----- PROVIDED PASSAGE

Taken together, the benefits of scale are extremely material: directionally, 500 bps from G&A, 500 bps from underwriting, 1000 bps from repeat customers, 250 bps from cost-of-funds.
Countless online lenders have blown up trying to scale too quickly. ENVA has never done that. It has consistently demonstrated prudence, thoughtfulness, discipline, and operational intensity in pursuing sustainable scale that yields sustainable profitability.
ENVA is now uniquely positioned in its markets to benefit for many years from: higher yields with lower credit costs, lower operating costs, and lower funding costs.
Management is aggressively repurchasing shares at highly accretive prices:
ENVA has repurchased $217mm of shares over LTM, against a current $1.2bn market capitalization.
Given that shares trade around 5x-6x current year earnings and meaningfully lower on 2023/2024 and beyond, we think those repurchases are an excellent use of excess capital.
Critically, management is very thoughtful in weighing the relative tradeoffs of repurchasing shares vs. growing the loan book (or alternative uses of capital such as M&A or dividends). Specifically, management has proven price sensitive and opportunistic as to when to aggressively repurchase shares: the basic litmus test being that they’ll repurchase shares when doing so matches the 30%-40% return they get from deploying into new loans.
ENVA’s credit agreements permit it to use 50% of earnings to repurchase shares. With our expectation that 2022 net income will be >$200mm and grow substantially from there, ENVA will be able to repurchase large amounts of its own stock.
We think ENVA will end up being one of those boring but highly profitable franchises that allocates their prodigious cash flows to repurchases resulting in extremely strong long-term earnings growth and improved market perception.
The market is overestimating the risk of material consumer credit losses:
This isn’t a macro call (which we don’t feign to have a clue about) but an industry call.
While it’s reasonable to worry about consumer credit in the context of a) bad lenders; b) a recession will undoubtedly hit consumer credit, we think the general view that every consumer credit company is bound for disaster is misguided. The GFC was awful for consumer credit and underwriting going into the GFC was awful.

----------
----- MATERIAL SHOWN

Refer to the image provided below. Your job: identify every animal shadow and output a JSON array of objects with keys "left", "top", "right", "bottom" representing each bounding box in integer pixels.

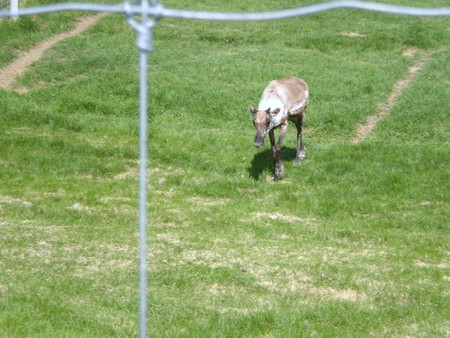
[{"left": 247, "top": 147, "right": 296, "bottom": 181}]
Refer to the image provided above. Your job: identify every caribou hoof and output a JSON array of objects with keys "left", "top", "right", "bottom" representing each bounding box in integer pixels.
[{"left": 272, "top": 164, "right": 284, "bottom": 181}]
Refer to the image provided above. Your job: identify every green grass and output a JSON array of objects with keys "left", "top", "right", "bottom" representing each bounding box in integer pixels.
[{"left": 0, "top": 0, "right": 450, "bottom": 337}]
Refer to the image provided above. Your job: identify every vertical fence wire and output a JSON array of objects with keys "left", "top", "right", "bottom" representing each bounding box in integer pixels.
[{"left": 0, "top": 0, "right": 450, "bottom": 338}]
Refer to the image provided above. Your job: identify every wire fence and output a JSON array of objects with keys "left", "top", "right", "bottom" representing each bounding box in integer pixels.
[{"left": 0, "top": 0, "right": 450, "bottom": 337}]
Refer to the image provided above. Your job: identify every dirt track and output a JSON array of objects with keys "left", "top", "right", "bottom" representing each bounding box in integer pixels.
[
  {"left": 351, "top": 52, "right": 431, "bottom": 144},
  {"left": 0, "top": 13, "right": 431, "bottom": 144},
  {"left": 0, "top": 13, "right": 105, "bottom": 89}
]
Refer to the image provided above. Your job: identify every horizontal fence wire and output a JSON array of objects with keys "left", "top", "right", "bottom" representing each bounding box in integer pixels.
[{"left": 0, "top": 0, "right": 450, "bottom": 21}]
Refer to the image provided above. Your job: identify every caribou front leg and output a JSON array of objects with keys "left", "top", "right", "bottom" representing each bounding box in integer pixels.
[
  {"left": 294, "top": 118, "right": 306, "bottom": 165},
  {"left": 269, "top": 122, "right": 287, "bottom": 181}
]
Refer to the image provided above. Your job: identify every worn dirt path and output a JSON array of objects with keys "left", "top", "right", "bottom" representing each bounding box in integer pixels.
[
  {"left": 351, "top": 52, "right": 431, "bottom": 144},
  {"left": 0, "top": 13, "right": 106, "bottom": 89}
]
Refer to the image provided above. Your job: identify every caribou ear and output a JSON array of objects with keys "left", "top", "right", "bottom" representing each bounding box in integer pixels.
[
  {"left": 272, "top": 108, "right": 281, "bottom": 116},
  {"left": 248, "top": 106, "right": 258, "bottom": 115}
]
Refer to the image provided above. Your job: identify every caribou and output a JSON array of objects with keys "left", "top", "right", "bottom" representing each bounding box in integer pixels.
[{"left": 249, "top": 76, "right": 309, "bottom": 181}]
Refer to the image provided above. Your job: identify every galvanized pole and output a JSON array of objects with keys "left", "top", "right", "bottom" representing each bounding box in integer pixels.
[{"left": 125, "top": 0, "right": 155, "bottom": 338}]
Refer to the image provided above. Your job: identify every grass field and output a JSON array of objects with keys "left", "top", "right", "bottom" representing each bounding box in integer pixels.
[{"left": 0, "top": 0, "right": 450, "bottom": 337}]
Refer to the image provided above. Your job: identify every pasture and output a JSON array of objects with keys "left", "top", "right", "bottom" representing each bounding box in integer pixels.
[{"left": 0, "top": 0, "right": 450, "bottom": 337}]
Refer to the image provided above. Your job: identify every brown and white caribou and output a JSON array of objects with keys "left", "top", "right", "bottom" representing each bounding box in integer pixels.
[{"left": 249, "top": 76, "right": 309, "bottom": 180}]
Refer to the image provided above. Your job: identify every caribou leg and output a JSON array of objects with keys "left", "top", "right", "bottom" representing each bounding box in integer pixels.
[
  {"left": 293, "top": 117, "right": 306, "bottom": 165},
  {"left": 269, "top": 122, "right": 287, "bottom": 181}
]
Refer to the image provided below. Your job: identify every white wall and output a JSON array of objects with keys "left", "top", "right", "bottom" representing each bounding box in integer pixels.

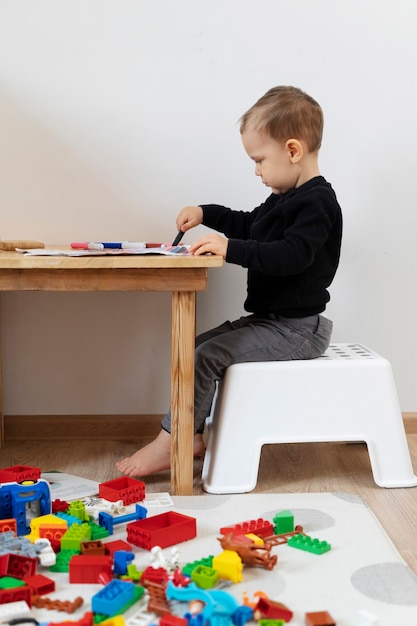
[{"left": 0, "top": 0, "right": 417, "bottom": 414}]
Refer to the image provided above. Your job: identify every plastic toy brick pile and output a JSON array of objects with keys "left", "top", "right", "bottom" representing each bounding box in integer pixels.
[{"left": 0, "top": 466, "right": 373, "bottom": 626}]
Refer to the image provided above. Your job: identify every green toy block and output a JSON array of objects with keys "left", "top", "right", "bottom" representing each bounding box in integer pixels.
[
  {"left": 273, "top": 510, "right": 294, "bottom": 535},
  {"left": 0, "top": 576, "right": 26, "bottom": 589},
  {"left": 287, "top": 535, "right": 331, "bottom": 554},
  {"left": 61, "top": 522, "right": 91, "bottom": 551},
  {"left": 191, "top": 565, "right": 219, "bottom": 589},
  {"left": 49, "top": 549, "right": 80, "bottom": 572},
  {"left": 181, "top": 556, "right": 213, "bottom": 578}
]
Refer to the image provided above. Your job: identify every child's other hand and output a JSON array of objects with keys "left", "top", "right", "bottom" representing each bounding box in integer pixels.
[
  {"left": 190, "top": 234, "right": 229, "bottom": 259},
  {"left": 176, "top": 206, "right": 203, "bottom": 233}
]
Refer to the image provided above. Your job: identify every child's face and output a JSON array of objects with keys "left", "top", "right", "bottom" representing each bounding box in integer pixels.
[{"left": 242, "top": 130, "right": 301, "bottom": 194}]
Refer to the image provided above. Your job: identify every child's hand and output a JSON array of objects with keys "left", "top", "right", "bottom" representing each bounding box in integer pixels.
[
  {"left": 176, "top": 206, "right": 203, "bottom": 233},
  {"left": 190, "top": 234, "right": 229, "bottom": 259}
]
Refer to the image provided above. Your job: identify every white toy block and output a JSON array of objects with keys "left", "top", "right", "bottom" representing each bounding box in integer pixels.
[{"left": 202, "top": 343, "right": 417, "bottom": 494}]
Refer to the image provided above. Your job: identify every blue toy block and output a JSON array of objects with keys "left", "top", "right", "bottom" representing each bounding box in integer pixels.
[{"left": 91, "top": 578, "right": 135, "bottom": 615}]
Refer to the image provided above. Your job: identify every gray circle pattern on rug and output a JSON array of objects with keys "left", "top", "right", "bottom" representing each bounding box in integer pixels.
[{"left": 351, "top": 563, "right": 417, "bottom": 604}]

----------

» **WORK ITEM**:
In the passage on ENVA:
1. How many basis points of benefit from scale does it attribute to repeat customers?
2. How much stock has ENVA repurchased over LTM?
3. What percentage of earnings do ENVA's credit agreements allow it to use for share repurchases?
You can ignore the rows.

» **RESPONSE**:
1. 1000 bps
2. $217mm
3. 50%